YOUR INSTRUCTIONS
What you give back must match the data character for character.
▬▬▬
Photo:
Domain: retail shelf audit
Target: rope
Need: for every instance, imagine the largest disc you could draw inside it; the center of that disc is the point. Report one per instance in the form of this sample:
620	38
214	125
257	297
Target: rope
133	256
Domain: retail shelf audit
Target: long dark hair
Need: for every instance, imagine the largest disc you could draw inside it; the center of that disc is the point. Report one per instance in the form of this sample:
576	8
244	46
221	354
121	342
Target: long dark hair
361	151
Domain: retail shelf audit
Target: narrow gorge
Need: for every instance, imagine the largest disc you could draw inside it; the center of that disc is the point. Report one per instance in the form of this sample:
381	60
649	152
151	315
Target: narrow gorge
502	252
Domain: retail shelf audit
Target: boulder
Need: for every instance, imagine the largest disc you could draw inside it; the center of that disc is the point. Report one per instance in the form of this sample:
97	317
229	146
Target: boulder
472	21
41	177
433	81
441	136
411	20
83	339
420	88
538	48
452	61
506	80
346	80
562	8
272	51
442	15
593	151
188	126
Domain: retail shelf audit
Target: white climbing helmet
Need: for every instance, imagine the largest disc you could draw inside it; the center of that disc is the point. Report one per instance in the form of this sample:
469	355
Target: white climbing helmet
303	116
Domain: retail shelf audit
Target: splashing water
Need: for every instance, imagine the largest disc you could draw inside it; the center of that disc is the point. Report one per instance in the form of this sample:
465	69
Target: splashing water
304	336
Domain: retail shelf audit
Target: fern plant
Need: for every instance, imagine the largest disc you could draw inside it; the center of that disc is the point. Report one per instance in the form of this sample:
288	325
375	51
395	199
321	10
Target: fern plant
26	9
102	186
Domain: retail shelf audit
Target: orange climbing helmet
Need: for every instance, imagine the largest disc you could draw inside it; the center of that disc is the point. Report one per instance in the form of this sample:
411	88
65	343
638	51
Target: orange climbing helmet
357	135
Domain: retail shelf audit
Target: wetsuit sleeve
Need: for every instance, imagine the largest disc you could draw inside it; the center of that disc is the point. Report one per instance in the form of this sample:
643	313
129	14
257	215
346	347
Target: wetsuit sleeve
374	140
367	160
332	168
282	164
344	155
▬▬▬
TASK SOLUTION
Photo:
Domain: retail shelf audit
Target: rope
Need: for every instance, imagine the largest disc you could draw inside it; the center of that disc is the point. Report one per instance in the form of this sample:
620	38
214	125
257	297
Target: rope
133	256
Domain: retail shelf audit
Target: long dark hair
Need: for every instance, imagine the largest disc you could draw inside it; the center of that disc is the point. Report one per instance in the form of this sample:
576	8
244	46
221	354
121	342
Target: long dark hair
361	151
Domain: retail shelf audit
Target: narrow gorge
Need: for every instance, imagine the largest disc you could draw inside it; the center of that disc is the point. Report one per instance in the form of this sample:
381	60
649	152
151	315
Target: narrow gorge
502	252
Domain: retail shelf audit
Target: boulder
Need: for every instance, imagine the largest disc you could draw inside it; the center of that disc is the point. Report one per instance in the form of this sample:
97	317
229	146
Target: boulder
472	21
41	177
433	81
441	136
411	20
83	339
420	88
538	48
452	61
506	80
346	80
562	8
272	51
442	15
593	151
188	126
Domain: retail shelf audit
Target: white climbing helmet
Need: for every instance, imagine the largest disc you could draw inside it; the center of that disc is the point. Report one per instance in the form of this sample:
469	355
Target: white climbing helmet
303	116
Domain: retail shelf audit
Target: splashing water
Need: for every instance, imagine the largest disc you could draw inside it; the center of that disc is the point. Report one per instance in the form of this sample:
465	69
Target: splashing water
304	336
Domain: retail shelf audit
Target: fern plant
Need: for every instance, imagine the largest disc you could draw inside it; the center of that disc is the point. Report one per instance in the form of this sample:
288	325
375	51
395	199
321	10
Target: fern plant
26	9
102	186
Domain: retail shelf audit
Target: orange climbing helmet
Need: for every instance, imagine the largest disc you could draw inside it; the center of that disc is the point. Report one per instance in the form of this sample:
411	88
65	343
638	51
Target: orange climbing helmet
357	135
Domain: retail shelf audit
Target: wetsuit sleeve
Need: for every instance, imagine the largest disc you could draw inside it; the center of that disc is the point. Report one per instance in the form of this sample:
643	313
129	14
257	215
346	347
Target: wetsuit sleeve
374	140
367	160
332	168
282	164
344	155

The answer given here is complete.